──────── DATA SHOWN ────────

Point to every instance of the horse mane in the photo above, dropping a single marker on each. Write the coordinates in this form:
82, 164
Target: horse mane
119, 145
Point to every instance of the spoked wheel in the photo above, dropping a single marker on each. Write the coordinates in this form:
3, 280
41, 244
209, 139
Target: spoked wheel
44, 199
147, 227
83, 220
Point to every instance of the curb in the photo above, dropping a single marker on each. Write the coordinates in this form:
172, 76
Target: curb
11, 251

────────

Reproduce every one of the items above verbatim, preserving each line as it appears.

Point to every instance of the horse mane in the photo above, dropping a single marker on each. Write the coordinates in this form:
82, 164
Target: horse mane
119, 145
Point to every instance of the spoked wheel in the photo above, dropping a single marker on each. Write the coordinates in this form:
3, 280
41, 244
209, 139
Target: spoked wheel
44, 199
147, 227
83, 220
Point to every instance of the curb in the photo above, dropping a single marker on each. Write the coordinates in this form:
172, 76
Target: curb
11, 251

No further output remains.